A block of data
*-*-*

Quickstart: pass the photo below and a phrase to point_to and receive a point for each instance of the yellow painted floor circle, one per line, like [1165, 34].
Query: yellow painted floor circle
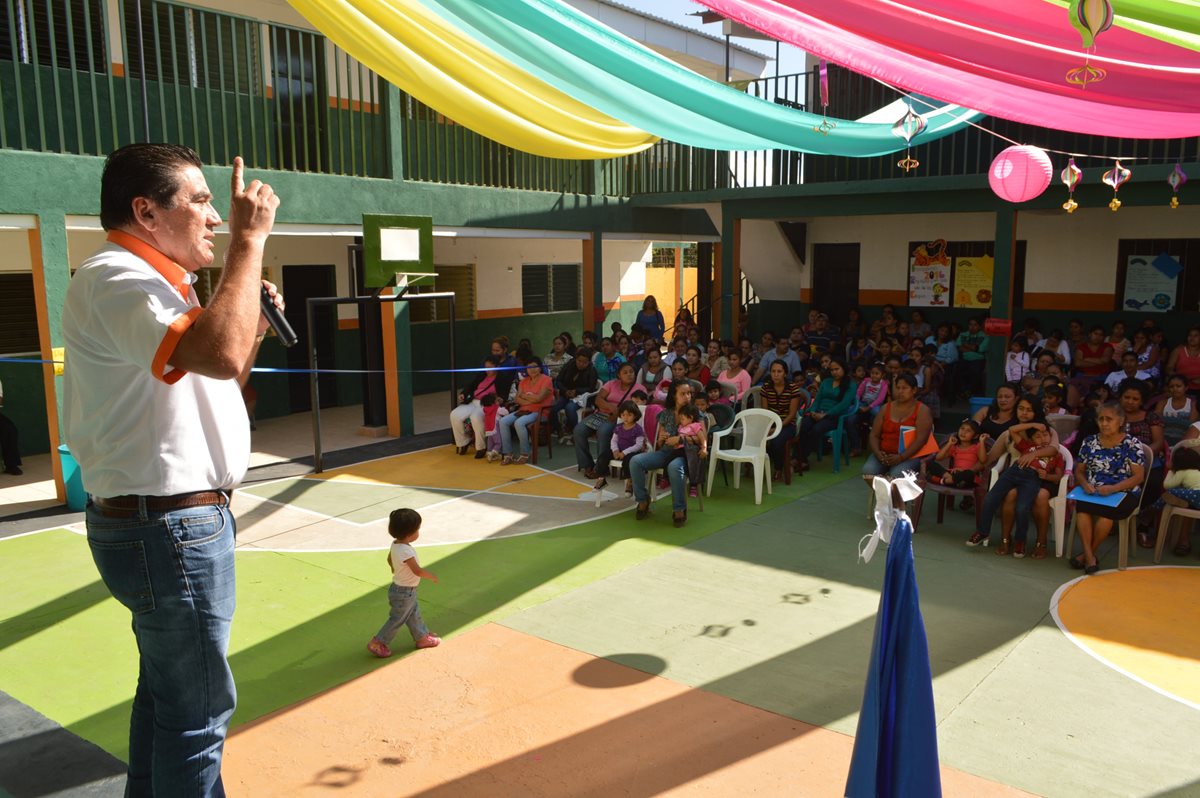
[1140, 622]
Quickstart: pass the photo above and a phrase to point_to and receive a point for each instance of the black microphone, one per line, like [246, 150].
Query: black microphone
[279, 323]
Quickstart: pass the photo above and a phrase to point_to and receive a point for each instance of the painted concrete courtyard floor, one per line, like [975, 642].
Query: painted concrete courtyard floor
[592, 654]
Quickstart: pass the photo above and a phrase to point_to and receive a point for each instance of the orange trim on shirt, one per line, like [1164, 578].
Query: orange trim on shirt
[171, 271]
[167, 347]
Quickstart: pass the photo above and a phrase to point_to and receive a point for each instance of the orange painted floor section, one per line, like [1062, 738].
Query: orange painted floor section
[496, 713]
[1143, 621]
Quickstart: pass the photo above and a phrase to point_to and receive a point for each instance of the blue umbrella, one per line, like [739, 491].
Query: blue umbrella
[895, 747]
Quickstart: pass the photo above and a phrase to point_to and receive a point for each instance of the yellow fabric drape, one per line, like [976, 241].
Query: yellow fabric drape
[431, 60]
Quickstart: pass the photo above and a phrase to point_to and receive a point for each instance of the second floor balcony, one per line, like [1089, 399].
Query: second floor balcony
[73, 81]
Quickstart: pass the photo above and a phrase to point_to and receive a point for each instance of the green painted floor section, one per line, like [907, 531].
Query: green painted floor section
[777, 612]
[354, 502]
[304, 618]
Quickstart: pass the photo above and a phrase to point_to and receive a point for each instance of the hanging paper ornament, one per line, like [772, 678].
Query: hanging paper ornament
[1115, 178]
[1084, 75]
[1020, 173]
[1176, 179]
[826, 125]
[1091, 18]
[1071, 178]
[907, 127]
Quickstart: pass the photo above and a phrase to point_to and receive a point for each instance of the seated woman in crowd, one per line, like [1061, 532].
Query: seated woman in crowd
[1026, 486]
[904, 411]
[1177, 411]
[1149, 354]
[735, 375]
[783, 396]
[999, 415]
[604, 419]
[714, 359]
[1146, 427]
[667, 441]
[1109, 462]
[653, 372]
[558, 358]
[1185, 361]
[535, 393]
[835, 397]
[696, 367]
[575, 379]
[1093, 358]
[471, 408]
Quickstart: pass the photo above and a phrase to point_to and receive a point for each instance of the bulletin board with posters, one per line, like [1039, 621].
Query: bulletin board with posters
[973, 281]
[929, 274]
[1152, 282]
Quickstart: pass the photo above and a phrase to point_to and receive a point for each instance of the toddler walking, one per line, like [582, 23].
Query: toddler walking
[405, 527]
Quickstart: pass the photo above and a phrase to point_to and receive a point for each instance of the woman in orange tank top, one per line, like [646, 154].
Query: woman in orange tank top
[904, 411]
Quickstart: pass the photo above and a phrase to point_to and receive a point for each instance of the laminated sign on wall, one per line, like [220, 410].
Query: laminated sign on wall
[929, 275]
[1151, 282]
[972, 281]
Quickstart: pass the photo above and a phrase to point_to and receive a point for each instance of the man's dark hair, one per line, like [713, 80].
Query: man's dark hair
[149, 171]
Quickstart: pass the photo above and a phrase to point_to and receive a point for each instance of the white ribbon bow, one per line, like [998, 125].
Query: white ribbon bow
[886, 515]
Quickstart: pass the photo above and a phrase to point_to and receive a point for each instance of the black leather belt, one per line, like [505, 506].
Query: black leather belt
[126, 504]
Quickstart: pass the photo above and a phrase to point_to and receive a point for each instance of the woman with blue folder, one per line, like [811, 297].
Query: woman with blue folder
[1109, 474]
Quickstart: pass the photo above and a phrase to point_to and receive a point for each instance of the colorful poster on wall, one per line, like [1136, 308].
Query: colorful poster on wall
[972, 281]
[929, 275]
[1151, 282]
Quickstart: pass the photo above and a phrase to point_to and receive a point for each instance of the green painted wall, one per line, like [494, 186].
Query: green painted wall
[24, 403]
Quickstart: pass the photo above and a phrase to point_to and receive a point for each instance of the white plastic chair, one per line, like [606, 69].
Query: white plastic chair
[757, 426]
[1127, 540]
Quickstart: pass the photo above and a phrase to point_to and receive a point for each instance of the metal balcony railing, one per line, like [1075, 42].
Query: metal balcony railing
[225, 85]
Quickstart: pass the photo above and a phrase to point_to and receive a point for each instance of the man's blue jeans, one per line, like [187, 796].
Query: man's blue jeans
[583, 450]
[676, 471]
[175, 573]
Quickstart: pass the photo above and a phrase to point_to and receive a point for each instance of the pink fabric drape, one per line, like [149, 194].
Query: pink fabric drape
[1006, 59]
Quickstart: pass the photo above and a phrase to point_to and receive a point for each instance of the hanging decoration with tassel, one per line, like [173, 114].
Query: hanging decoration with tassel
[826, 125]
[1176, 179]
[1071, 178]
[1115, 178]
[1090, 18]
[906, 127]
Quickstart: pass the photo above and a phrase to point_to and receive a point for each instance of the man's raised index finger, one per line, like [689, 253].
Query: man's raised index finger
[238, 185]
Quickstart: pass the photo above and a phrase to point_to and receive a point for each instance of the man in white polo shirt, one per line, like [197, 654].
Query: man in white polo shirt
[153, 412]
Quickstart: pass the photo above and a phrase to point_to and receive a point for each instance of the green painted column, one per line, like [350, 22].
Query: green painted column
[395, 132]
[1001, 292]
[403, 366]
[729, 252]
[598, 282]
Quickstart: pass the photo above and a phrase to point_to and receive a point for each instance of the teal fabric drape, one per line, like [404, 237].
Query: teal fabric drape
[625, 81]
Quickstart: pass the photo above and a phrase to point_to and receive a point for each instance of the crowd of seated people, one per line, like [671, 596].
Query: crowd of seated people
[888, 378]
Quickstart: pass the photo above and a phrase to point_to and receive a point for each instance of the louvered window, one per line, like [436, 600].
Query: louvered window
[550, 288]
[460, 280]
[65, 34]
[193, 47]
[18, 315]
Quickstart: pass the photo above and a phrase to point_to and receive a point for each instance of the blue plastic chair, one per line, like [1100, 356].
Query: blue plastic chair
[839, 439]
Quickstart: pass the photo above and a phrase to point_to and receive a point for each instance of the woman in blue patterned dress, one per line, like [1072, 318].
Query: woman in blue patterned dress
[1109, 462]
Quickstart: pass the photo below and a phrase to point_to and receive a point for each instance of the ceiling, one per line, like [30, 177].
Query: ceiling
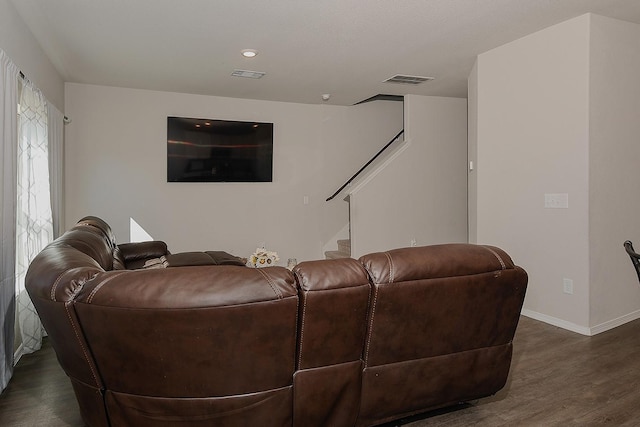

*-*-*

Retype the lines of the block of data above word for word, starting at the line that contains "like [1164, 578]." and ending at the line that contains "[1152, 282]", both included.

Quickstart: pass the photo above and a phrase to point_to and receive a point for each instance of the orange trim on shirt, one per line, like [1164, 578].
Query: orange trim on shirt
[171, 271]
[167, 347]
Quickstart: pass the photo above and a phrase to point_to and receive a point for each instance of the orange painted floor section, one per line, like [1062, 738].
Query: orange painted floor section
[496, 713]
[1143, 621]
Quickstart: pass the photo above and a phrase to point_to and receive a point for each instance of the blue umbrella, one per line, like [739, 491].
Query: blue umbrella
[895, 747]
Quickstart: pass the photo above and a phrase to point_to and receive a point for each instance of the yellow fabric drape, one per line, like [976, 241].
Query: yellow fabric drape
[431, 60]
Quickstart: pass the photo above and a phrase to point_to and receive a point for each instance of the second floor balcony, one per line, like [1089, 399].
Query: second floor balcony
[73, 81]
Quickstart: pass the photo above and a phrase to point_to and receive a point for each instance of the green painted floor section, one per line, like [907, 531].
Query: green painted floor section
[777, 612]
[354, 502]
[304, 618]
Quickstart: pass the photo above and a phrase to point_to and receive a point for each instance of the hanging paper ornament, one per line, like [772, 678].
Query: hanging paper ornament
[1115, 178]
[1084, 75]
[1020, 173]
[1176, 179]
[826, 125]
[1091, 18]
[1071, 178]
[907, 127]
Quickstart: pass the photo above and a phrase to point_to and receive a point for each instance of the seated woman in crowd, one per line, like [1061, 532].
Query: seated woman in crowd
[1026, 486]
[904, 411]
[1177, 411]
[1149, 354]
[735, 375]
[783, 396]
[999, 415]
[604, 419]
[714, 359]
[1146, 427]
[667, 441]
[1109, 462]
[653, 372]
[558, 358]
[1185, 361]
[535, 393]
[835, 397]
[696, 367]
[575, 379]
[1093, 358]
[471, 408]
Quickstart: pass the photo above and a phrase to point_to and receive a point for each instance of the bulletin board with posters, one per line, like [1039, 621].
Query: bulletin board with posters
[973, 281]
[929, 274]
[1152, 282]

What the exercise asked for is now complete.